*WRITTEN TASK*: Quote the listing below in its entirety.

======== EXTRACTED RECORDS ========

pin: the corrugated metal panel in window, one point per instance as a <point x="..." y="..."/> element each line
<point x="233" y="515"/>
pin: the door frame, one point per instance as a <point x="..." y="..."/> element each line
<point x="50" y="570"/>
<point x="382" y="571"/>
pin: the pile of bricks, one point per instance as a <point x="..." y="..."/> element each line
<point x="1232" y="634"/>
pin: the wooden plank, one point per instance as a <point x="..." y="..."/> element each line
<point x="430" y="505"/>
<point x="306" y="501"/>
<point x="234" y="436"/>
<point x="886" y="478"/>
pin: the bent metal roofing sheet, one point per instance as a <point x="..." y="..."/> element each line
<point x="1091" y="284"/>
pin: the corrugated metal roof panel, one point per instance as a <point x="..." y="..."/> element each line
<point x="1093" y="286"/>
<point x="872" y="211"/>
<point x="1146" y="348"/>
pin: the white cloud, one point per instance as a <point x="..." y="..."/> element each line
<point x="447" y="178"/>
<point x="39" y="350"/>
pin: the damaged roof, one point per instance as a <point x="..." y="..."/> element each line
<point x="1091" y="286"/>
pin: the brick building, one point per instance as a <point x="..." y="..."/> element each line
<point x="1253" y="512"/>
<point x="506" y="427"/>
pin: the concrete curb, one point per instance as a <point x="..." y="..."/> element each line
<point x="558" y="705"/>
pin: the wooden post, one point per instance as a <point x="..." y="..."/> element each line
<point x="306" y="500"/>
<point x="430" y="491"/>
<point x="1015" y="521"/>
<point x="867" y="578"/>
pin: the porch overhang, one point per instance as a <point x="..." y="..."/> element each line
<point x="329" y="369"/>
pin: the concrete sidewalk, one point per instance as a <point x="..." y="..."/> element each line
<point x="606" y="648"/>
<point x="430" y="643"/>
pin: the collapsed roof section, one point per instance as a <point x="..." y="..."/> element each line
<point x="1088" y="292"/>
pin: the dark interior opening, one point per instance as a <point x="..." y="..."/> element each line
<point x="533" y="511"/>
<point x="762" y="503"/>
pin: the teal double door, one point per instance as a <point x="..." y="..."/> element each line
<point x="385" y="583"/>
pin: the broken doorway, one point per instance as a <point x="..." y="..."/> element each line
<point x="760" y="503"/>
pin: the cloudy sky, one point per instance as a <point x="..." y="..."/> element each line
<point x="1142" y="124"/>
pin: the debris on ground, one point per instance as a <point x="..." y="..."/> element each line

========

*EXERCISE SOLUTION*:
pin: the corrugated metal panel in window, one point per instance as a <point x="..." y="..."/> element each line
<point x="233" y="515"/>
pin: the door frame, one point per instance as a <point x="..." y="..."/> element each line
<point x="50" y="570"/>
<point x="382" y="571"/>
pin: the pile of bricks, one point per instance as a <point x="..." y="..."/> element each line
<point x="1232" y="634"/>
pin: the wooden plank, one point per instance as a <point x="..." y="..."/> element each line
<point x="430" y="505"/>
<point x="306" y="501"/>
<point x="234" y="436"/>
<point x="886" y="478"/>
pin: the bent metal roofing sheet, one point per instance as a <point x="..." y="..."/> element each line
<point x="1091" y="284"/>
pin: the corrugated metal roof panel, one point per instance as a <point x="..." y="..."/> element each line
<point x="1093" y="286"/>
<point x="872" y="211"/>
<point x="1146" y="348"/>
pin: the white cloud, one point per instance as a <point x="..." y="..."/> element each line
<point x="447" y="178"/>
<point x="39" y="350"/>
pin: the damaged roof, one point per instance as a <point x="..." y="..."/> element each line
<point x="1091" y="286"/>
pin: the brick building, one point per instance as a <point x="..." y="..."/> element each line
<point x="1253" y="512"/>
<point x="506" y="427"/>
pin: the concrete curb, one point per instance as a <point x="..." y="..."/> element each line
<point x="558" y="705"/>
pin: the wooden post, one point per instance as a <point x="..." y="..."/> element each line
<point x="306" y="500"/>
<point x="430" y="491"/>
<point x="1015" y="521"/>
<point x="867" y="578"/>
pin: the porch overhang, one point per instance as a <point x="..." y="..."/> element each line
<point x="329" y="369"/>
pin: the concrete sidewalk, one point per instance as a <point x="..." y="..."/> element each line
<point x="606" y="648"/>
<point x="430" y="643"/>
pin: the collapsed roof section, one point per instance as a <point x="..." y="..."/> element each line
<point x="1088" y="292"/>
pin: the dark interior opening, one point per instance as a <point x="..." y="..."/> element each line
<point x="533" y="511"/>
<point x="762" y="503"/>
pin: the teal double door, one point per instance as a <point x="..." y="..."/> element each line
<point x="385" y="583"/>
pin: the broken doorway, one point per instance as a <point x="..." y="..."/> element each line
<point x="760" y="503"/>
pin: the cloudy sky, one point per instance as a <point x="..." y="..."/> element each line
<point x="1142" y="124"/>
pin: the debris on ground, one point per instance as a <point x="..." y="..."/> element each line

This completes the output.